- _Task statement_
What you return should be each line of the data containing the string "negative".

(Records from a collection)
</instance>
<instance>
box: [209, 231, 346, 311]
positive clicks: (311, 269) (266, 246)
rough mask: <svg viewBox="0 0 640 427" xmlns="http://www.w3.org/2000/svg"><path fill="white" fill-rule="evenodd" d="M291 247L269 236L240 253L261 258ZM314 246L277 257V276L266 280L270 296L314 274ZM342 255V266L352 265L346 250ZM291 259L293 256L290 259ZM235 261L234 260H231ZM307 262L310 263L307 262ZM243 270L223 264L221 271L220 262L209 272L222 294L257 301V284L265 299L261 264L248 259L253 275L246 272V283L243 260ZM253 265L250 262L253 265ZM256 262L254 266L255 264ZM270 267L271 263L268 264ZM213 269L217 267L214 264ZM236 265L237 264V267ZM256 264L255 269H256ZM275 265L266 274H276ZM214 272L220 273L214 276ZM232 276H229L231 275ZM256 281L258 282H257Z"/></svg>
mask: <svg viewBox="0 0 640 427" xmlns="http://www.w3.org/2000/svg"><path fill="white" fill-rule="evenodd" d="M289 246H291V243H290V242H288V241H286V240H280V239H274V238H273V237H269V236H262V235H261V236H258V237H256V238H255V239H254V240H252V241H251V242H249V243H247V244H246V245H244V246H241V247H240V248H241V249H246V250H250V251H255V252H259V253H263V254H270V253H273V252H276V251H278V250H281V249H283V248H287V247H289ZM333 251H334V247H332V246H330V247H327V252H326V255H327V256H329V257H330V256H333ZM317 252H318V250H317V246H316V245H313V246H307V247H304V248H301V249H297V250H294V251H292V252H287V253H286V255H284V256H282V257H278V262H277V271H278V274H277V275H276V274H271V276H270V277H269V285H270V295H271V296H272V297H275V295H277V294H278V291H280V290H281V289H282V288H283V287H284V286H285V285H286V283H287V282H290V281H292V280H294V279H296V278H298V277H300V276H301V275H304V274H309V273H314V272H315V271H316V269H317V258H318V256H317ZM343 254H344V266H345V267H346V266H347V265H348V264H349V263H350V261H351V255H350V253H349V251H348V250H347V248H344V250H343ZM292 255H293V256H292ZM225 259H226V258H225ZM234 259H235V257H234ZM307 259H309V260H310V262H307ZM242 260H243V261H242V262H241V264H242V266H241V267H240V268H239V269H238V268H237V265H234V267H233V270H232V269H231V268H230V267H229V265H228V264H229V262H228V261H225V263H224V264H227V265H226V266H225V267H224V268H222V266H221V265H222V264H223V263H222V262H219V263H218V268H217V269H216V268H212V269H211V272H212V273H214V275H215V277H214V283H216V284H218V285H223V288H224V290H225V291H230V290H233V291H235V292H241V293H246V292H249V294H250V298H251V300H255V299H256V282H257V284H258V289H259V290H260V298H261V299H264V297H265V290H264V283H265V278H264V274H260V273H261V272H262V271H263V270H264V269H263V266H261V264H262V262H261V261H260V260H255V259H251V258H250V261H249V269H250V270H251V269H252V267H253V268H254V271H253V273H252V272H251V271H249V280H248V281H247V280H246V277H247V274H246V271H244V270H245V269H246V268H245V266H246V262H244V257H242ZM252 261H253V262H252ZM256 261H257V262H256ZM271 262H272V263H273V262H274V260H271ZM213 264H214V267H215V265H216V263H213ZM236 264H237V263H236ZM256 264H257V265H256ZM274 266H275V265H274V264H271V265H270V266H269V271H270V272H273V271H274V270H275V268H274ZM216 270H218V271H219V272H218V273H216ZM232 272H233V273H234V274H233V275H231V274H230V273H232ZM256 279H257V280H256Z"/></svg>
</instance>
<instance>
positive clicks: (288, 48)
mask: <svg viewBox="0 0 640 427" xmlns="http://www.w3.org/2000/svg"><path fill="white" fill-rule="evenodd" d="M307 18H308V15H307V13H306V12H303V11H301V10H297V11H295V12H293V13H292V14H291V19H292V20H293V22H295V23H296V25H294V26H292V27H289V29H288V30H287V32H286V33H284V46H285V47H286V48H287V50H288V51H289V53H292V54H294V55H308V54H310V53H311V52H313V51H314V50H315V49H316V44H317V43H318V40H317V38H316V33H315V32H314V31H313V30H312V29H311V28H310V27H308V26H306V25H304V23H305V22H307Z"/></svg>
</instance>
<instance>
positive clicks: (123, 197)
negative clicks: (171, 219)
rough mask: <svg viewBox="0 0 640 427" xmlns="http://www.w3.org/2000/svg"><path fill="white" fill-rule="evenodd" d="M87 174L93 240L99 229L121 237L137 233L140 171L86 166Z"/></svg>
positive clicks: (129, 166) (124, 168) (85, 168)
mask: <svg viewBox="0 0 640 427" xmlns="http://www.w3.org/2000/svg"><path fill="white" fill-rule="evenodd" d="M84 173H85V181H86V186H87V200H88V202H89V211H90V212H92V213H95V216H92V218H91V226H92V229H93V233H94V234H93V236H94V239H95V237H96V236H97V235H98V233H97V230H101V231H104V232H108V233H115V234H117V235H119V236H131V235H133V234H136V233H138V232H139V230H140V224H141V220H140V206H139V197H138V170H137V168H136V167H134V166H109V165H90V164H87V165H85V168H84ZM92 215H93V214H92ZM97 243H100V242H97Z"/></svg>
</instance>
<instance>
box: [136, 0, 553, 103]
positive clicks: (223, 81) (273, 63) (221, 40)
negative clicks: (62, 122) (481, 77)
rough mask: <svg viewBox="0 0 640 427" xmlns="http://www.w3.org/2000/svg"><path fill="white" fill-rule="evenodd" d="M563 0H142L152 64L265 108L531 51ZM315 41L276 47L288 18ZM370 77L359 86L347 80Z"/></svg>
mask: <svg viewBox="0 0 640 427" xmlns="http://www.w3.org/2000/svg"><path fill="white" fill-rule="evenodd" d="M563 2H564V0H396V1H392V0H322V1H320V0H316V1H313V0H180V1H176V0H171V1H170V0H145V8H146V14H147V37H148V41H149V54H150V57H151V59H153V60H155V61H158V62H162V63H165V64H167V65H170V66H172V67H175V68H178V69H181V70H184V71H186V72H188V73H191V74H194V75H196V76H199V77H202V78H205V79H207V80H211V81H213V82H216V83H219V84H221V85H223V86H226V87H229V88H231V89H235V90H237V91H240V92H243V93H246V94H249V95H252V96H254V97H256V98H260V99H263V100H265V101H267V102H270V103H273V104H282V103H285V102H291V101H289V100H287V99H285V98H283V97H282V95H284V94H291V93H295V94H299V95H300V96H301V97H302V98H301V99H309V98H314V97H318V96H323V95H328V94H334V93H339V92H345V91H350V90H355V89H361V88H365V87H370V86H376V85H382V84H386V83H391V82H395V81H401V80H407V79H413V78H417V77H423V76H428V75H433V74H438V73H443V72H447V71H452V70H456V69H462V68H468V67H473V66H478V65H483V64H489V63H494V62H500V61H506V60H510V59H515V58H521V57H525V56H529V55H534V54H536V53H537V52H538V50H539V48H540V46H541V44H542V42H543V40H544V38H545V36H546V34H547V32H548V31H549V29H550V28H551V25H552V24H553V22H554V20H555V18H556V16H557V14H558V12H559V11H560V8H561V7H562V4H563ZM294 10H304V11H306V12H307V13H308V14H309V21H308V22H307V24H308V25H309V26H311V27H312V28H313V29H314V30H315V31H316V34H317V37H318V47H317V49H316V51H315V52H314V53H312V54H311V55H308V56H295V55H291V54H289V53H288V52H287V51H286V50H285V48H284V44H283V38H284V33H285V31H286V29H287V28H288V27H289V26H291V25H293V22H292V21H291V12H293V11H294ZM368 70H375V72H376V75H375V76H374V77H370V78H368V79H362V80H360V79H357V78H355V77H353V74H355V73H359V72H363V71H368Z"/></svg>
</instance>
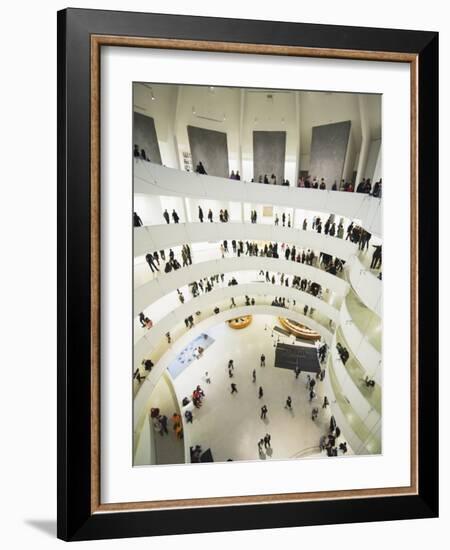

- _Response_
negative clicks: (171, 219)
negative clicks: (62, 122) (481, 77)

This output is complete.